# Directions for this task
Format every line of the rows below as a JSON list of strings, with one string per line and blank lines omitted.
## Start Records to process
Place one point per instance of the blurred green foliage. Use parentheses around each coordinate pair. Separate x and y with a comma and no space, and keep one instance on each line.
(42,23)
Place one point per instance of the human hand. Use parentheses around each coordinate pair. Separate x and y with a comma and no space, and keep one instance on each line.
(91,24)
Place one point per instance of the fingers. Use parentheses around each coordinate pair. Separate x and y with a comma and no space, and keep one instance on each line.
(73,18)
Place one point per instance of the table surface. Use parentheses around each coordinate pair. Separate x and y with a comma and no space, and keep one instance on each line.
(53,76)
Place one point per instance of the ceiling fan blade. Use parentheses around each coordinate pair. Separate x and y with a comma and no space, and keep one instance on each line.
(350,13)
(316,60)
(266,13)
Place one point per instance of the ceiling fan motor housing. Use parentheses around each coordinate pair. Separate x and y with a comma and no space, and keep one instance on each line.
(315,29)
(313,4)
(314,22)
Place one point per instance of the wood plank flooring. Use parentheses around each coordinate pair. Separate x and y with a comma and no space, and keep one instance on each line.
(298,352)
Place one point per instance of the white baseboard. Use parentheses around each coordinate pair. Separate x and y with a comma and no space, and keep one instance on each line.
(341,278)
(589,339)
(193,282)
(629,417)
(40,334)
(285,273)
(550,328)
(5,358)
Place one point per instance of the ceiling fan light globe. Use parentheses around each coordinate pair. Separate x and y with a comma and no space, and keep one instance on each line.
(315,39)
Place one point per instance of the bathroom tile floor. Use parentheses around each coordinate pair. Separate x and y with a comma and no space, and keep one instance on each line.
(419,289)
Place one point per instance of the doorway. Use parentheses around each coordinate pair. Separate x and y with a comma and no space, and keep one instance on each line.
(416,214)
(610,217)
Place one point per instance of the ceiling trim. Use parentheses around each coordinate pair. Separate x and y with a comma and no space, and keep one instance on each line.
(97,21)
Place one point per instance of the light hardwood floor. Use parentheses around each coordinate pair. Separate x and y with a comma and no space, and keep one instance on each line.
## End Records to process
# Result below
[
  "Place one point per instance of the blurred green foliage. Use parentheses around each coordinate pair. Separate x and y with a comma and no space, and keep one instance on each line.",
  "(42,23)",
  "Place one point per instance of the human hand. Use parentheses around each coordinate pair. Separate x and y with a comma and no space, and keep one instance on each line.",
  "(91,24)",
  "Place one point per instance of the fingers. Use parentheses around each coordinate pair. Separate x and y with a comma and no space, and keep one instance on each line.",
  "(73,18)",
  "Place one point per instance of the table surface. Use parentheses around each coordinate pair. Separate x and y with a comma and no space, and keep one instance on each line.",
  "(53,76)",
  "Place one point per instance of the ceiling fan blade. Use parentheses around each coordinate pair. Separate x and y with a comma and no space, and keep one instance on each line.",
  "(350,13)",
  "(316,60)",
  "(266,13)",
  "Place one point per instance of the ceiling fan motor housing. Use parentheses around each coordinate pair. Separate x and y with a comma and no space, and keep one instance on each line.",
  "(315,29)",
  "(313,4)",
  "(314,22)",
  "Place one point per instance of the wood plank flooring. Use parentheses around each coordinate pair. Separate x and y with a comma and no space, and keep one instance on each line.",
  "(298,352)",
  "Place one point per instance of the white baseboard. Use parentheses around each coordinate pair. Separate x and y with a comma and no space, and keep one instance on each line.",
  "(341,278)",
  "(589,339)",
  "(193,282)",
  "(629,417)",
  "(40,334)",
  "(285,273)",
  "(550,328)",
  "(5,358)",
  "Place one point per instance of the ceiling fan light globe. Use parentheses around each coordinate pair. Separate x and y with a comma and no space, and keep one instance on each line.",
  "(315,39)",
  "Place one point per instance of the bathroom tile floor. Use parentheses around each coordinate pair. Separate x and y with a comma and no space, and keep one instance on each line.",
  "(419,289)",
  "Place one point per instance of the doorway. Use parentheses around each coordinate pair. Separate x and y with a comma and no space, and keep one instance on each line.",
  "(416,214)",
  "(610,217)",
  "Place one point per instance of the ceiling trim. Use parentheses around each coordinate pair. Separate x and y with a comma and no space, and keep one instance on each line.",
  "(97,21)",
  "Place one point per instance of the light hardwood floor. Use parentheses around each coordinate pair. Separate x and y with a comma and no space, and keep one instance on each line."
]